### PROVIDED DATA
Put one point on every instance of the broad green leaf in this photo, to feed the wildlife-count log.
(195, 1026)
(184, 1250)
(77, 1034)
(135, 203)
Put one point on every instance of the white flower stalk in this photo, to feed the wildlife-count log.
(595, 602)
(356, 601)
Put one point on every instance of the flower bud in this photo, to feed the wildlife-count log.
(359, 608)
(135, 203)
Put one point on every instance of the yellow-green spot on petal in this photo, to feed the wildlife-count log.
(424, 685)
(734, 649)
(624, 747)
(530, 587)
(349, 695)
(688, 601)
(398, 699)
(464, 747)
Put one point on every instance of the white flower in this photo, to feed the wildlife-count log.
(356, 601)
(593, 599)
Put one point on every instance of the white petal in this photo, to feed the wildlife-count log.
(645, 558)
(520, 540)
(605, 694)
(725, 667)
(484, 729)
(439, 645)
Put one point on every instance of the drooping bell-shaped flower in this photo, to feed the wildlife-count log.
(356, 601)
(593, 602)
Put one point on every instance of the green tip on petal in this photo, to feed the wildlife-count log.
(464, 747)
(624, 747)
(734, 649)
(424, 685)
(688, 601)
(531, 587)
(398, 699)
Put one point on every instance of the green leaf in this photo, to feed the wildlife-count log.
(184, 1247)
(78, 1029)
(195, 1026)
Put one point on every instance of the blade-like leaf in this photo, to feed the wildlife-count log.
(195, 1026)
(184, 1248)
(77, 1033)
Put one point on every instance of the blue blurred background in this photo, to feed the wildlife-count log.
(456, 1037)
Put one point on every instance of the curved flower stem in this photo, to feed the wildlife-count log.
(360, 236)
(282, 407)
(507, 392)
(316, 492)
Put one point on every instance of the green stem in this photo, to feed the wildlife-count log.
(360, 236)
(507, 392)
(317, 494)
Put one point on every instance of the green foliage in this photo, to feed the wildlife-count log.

### DESCRIPTION OF THE TASK
Give the data again, exactly.

### OUTPUT OF THE TASK
Put one point on every instance of the broad green leaf in this photo, to feed the wildlife-count log.
(195, 1026)
(184, 1250)
(77, 1034)
(135, 203)
Put one point on every instance of the white flower stalk in this photo, to feed the wildlife-count log.
(595, 602)
(356, 601)
Put one point on every instance of the flower bud in this photo, to feed the wildlife-count log.
(359, 608)
(135, 203)
Put one point on every instance of the yellow-green spot on petal in this photo, to feed the wildlife-count log.
(424, 685)
(734, 649)
(624, 747)
(530, 587)
(349, 695)
(688, 601)
(398, 699)
(464, 747)
Put one point on every instance of the white flower in this photo, to feed the wildlife-count log.
(356, 601)
(593, 599)
Put one point on every instance of the white petal in this photo, to feed the wildlife-count log.
(645, 558)
(520, 540)
(605, 694)
(725, 667)
(484, 729)
(439, 645)
Put one point on every instance of the drooping bell-shaped flower in this photo, to feed the wildlife-count log.
(356, 601)
(593, 602)
Put one point on every instance of the green tip on petal in this photo, to feed the wildlife-count log.
(464, 747)
(624, 747)
(734, 649)
(424, 685)
(688, 601)
(531, 587)
(398, 699)
Put one point on every instance of the green leaf in this photo, to feed the wildlife-count log.
(184, 1247)
(78, 1029)
(195, 1026)
Put one point on every instance of the blade-like leaf in this photo, to feed the wildlife-count log.
(195, 1026)
(184, 1248)
(77, 1033)
Put one point on every instance of the blue blurred background in this photo, to feed the wildlife-count log.
(456, 1037)
Put one point on every instance of the curved flower stem in this photo, to feed the wildlife-count log.
(360, 236)
(282, 407)
(507, 392)
(316, 492)
Put one point on every instance of the green stem in this photo, to feed the wildlife-count log.
(360, 236)
(507, 392)
(317, 494)
Put one point on every instance of the green foliage in this photo, to feed the wildlife-count log.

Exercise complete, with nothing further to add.